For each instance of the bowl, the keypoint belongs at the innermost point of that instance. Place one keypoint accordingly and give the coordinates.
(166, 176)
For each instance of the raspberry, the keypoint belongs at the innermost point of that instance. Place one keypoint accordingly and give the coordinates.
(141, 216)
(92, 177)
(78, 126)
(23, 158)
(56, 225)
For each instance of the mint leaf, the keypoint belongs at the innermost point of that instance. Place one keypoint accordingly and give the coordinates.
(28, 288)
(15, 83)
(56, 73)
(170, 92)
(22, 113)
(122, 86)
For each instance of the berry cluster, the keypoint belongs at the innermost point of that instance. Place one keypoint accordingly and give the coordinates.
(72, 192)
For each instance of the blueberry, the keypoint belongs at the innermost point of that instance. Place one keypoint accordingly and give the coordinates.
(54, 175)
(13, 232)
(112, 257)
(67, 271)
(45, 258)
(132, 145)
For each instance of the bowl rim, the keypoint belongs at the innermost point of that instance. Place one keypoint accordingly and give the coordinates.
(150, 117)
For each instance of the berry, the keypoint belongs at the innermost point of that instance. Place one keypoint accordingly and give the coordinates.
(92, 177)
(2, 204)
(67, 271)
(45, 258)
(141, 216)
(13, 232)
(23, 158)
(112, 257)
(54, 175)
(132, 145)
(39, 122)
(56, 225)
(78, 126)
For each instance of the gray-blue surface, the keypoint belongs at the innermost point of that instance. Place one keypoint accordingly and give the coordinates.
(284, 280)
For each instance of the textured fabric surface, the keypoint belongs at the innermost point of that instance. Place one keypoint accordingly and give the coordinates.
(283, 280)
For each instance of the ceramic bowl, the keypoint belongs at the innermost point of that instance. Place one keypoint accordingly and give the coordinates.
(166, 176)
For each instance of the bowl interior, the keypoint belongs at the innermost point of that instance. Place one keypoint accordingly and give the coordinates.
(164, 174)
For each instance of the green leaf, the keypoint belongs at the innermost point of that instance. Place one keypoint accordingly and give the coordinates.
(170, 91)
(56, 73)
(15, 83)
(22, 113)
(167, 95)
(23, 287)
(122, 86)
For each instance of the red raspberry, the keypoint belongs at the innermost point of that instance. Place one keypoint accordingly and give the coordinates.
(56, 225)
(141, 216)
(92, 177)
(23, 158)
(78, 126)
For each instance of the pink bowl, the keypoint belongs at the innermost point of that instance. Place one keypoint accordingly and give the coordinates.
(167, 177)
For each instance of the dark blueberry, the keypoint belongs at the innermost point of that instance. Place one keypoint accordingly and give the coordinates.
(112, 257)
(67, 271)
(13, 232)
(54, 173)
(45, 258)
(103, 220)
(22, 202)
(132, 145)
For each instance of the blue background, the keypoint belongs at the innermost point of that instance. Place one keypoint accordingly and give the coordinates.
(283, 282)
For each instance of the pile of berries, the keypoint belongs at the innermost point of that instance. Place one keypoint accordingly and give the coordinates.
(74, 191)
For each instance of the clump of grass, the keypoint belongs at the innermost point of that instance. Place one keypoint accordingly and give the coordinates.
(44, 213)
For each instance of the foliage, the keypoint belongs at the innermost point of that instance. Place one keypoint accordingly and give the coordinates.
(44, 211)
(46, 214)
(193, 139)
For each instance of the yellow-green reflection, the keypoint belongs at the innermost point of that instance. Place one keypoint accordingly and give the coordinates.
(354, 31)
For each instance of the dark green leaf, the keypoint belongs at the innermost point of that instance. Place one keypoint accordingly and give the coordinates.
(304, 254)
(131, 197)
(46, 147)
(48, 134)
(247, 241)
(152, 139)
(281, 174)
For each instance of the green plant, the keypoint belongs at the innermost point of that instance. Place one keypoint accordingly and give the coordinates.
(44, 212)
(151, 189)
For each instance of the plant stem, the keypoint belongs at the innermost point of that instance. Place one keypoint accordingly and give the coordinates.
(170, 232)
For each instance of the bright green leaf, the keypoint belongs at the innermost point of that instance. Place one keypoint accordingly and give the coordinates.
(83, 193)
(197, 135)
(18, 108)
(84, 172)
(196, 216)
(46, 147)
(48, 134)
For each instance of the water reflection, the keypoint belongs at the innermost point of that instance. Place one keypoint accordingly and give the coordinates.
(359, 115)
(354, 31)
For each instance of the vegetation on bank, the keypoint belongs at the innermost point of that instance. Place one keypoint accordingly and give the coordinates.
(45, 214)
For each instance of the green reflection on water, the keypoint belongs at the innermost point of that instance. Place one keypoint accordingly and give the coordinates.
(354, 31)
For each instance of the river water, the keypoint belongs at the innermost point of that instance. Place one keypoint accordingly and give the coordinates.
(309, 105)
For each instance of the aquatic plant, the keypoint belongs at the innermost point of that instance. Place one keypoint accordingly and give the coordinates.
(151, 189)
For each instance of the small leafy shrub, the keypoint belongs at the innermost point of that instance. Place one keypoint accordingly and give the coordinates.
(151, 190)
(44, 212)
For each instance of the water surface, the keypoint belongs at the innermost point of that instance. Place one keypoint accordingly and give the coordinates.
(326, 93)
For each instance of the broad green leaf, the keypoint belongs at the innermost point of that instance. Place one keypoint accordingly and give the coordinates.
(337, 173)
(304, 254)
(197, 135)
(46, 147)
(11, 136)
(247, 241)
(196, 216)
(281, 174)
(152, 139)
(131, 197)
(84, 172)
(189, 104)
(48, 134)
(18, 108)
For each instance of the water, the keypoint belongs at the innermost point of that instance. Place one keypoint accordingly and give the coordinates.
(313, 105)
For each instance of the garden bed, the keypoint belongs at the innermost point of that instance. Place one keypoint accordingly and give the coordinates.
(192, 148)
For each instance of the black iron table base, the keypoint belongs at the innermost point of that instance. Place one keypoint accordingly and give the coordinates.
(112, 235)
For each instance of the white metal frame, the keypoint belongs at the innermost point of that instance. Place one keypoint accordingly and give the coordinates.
————
All lines of the data above must be repeated exactly.

For each instance of the bowl, the keypoint belongs at the innermost point of that instance. Place one keypoint accordingly and give the coordinates.
(166, 176)
For each instance of the raspberry, the keypoint belongs at the innermost point of that instance. Place one keypoint accordingly and give the coordinates.
(141, 216)
(92, 177)
(78, 126)
(23, 158)
(56, 225)
For each instance of the mint leaf, the keypoint belongs at the innermost point of that instance. Place one keypoint accordingly and give the coordinates.
(28, 288)
(15, 83)
(56, 73)
(170, 92)
(22, 113)
(122, 86)
For each instance of the berry cluster, the keypoint belongs at the innermost point of that instance. Place one keypoint accordingly and give the coordinates.
(72, 192)
For each instance of the blueberry, the keypoint belongs at the innermost point of that instance. Place one keypoint accordingly and give the coordinates.
(54, 175)
(13, 232)
(112, 257)
(67, 271)
(45, 258)
(132, 145)
For each instance of the bowl rim, the keypoint belongs at the innermost point of that instance. Place one keypoint accordingly and give the coordinates.
(150, 117)
For each instance of the berry, the keypoint belongs at the innermost point of that instance. Place one keypoint accordingly and give the coordinates.
(92, 177)
(2, 204)
(67, 271)
(45, 258)
(141, 216)
(13, 232)
(23, 158)
(112, 257)
(54, 175)
(132, 145)
(39, 122)
(56, 225)
(78, 126)
For each instance of the gray-blue surface, the keypoint belongs at the innermost point of that instance. Place one keypoint accordingly and give the coordinates.
(284, 280)
For each instance of the textured fabric surface, the keypoint belongs at the innermost point of that instance. Place one keypoint accordingly and give the coordinates.
(283, 280)
For each instance of the ceramic bowl, the keypoint belongs at the innermost point of that instance. Place one keypoint accordingly and give the coordinates.
(166, 176)
For each instance of the bowl interior, the keypoint belongs at the innermost point of that instance. Place one keypoint accordingly and give the coordinates.
(164, 174)
For each instance of the green leaf, the keypoint belongs at the innermost point of that instance. Place one keypoint accordingly and give the coordinates.
(170, 91)
(56, 73)
(15, 83)
(22, 113)
(167, 95)
(23, 287)
(122, 86)
For each instance of the red raspberry, the keypoint belongs at the innermost point of that instance. Place one keypoint accordingly and give the coordinates.
(56, 225)
(141, 216)
(92, 177)
(23, 158)
(78, 126)
For each instance of the pink bowl, the keypoint belongs at the innermost point of that instance. Place one keypoint accordingly and give the coordinates.
(167, 177)
For each instance of the dark blueberry, the keypoint belongs at the innermost point of that instance. Place one keypoint accordingly and give the coordinates.
(112, 257)
(67, 271)
(13, 232)
(54, 173)
(45, 258)
(103, 220)
(22, 202)
(132, 145)
For each instance of the blue background, the keypoint belongs at the innermost point of that instance. Place one keypoint accordingly and give the coordinates.
(283, 282)
For each instance of the pile of berries, the keypoint belongs at the innermost point of that instance. Place one keypoint accordingly and give the coordinates.
(74, 191)
For each instance of the clump of grass, the keypoint belongs at the innermost point of that instance. Place one keypoint accordingly and give the coordinates.
(44, 213)
For each instance of the foliage, the keypoint belongs at the innermost point of that instance. Place one keypoint accordingly and give the coordinates.
(44, 211)
(46, 214)
(193, 139)
For each instance of the yellow-green reflection, the keypoint belongs at the innermost point of that instance. Place one keypoint accordingly and give the coordinates.
(354, 31)
For each instance of the dark green leaf, the keypoint belongs at the innermost point of that instance. Place one keypoint accordingly and give the coordinates.
(304, 254)
(131, 197)
(46, 147)
(48, 134)
(247, 241)
(152, 139)
(281, 174)
For each instance of the green plant, the keypoint belongs at the innermost point of that instance. Place one keypoint accordingly and give the coordinates.
(44, 212)
(151, 189)
For each instance of the plant stem, the keypoint belongs at the innermost point of that instance. Place one keypoint accordingly and give the coordinates.
(170, 232)
For each instance of the bright green leaf, the keypoint belongs at the innermost point of that instance. Place one keypoint accordingly and give the coordinates.
(83, 193)
(197, 135)
(18, 108)
(84, 172)
(196, 216)
(46, 147)
(48, 134)
For each instance of the water reflection, the keypoint belongs at the innermost point of that instance. Place one keypoint accordingly and give the coordinates.
(359, 115)
(354, 31)
For each instance of the vegetation on bank, the keypoint belongs at the innermost point of that instance. Place one keypoint accordingly and give the coordinates.
(45, 214)
For each instance of the green reflection on water, the keypoint belongs at the innermost point of that instance. Place one keypoint accordingly and give the coordinates.
(354, 31)
For each instance of the river water, the keypoint belongs at the innermost point of that instance. Place one keypoint accordingly and give the coordinates.
(309, 105)
For each instance of the aquatic plant, the keypoint belongs at the innermost point of that instance. Place one keypoint accordingly and give the coordinates.
(151, 189)
For each instance of the small leafy shrub, the keypoint belongs at the innermost point of that instance. Place one keypoint accordingly and give the coordinates.
(151, 190)
(44, 212)
For each instance of the water surface, the keypoint belongs at the innermost point of that instance. Place one keypoint accordingly and give the coordinates.
(326, 93)
For each instance of the broad green leaf, the keypoint belongs at the innermost point of that instance. Place one keypoint accordingly and give the coordinates.
(337, 173)
(304, 254)
(197, 135)
(46, 147)
(11, 136)
(247, 241)
(196, 216)
(281, 174)
(152, 139)
(131, 197)
(84, 172)
(189, 104)
(48, 134)
(18, 108)
For each instance of the water, the keypoint belongs at the innermost point of that instance. Place one keypoint accordingly and give the coordinates.
(313, 105)
For each instance of the garden bed, the keypoint belongs at the innermost point of that instance. Place one keypoint accordingly and give the coordinates.
(192, 148)
For each instance of the black iron table base, the keypoint belongs at the innermost point of that instance. Place one keypoint accordingly and give the coordinates.
(112, 235)
For each instance of the white metal frame, the keypoint belongs at the innermost point of that instance. Place one keypoint accordingly and give the coordinates.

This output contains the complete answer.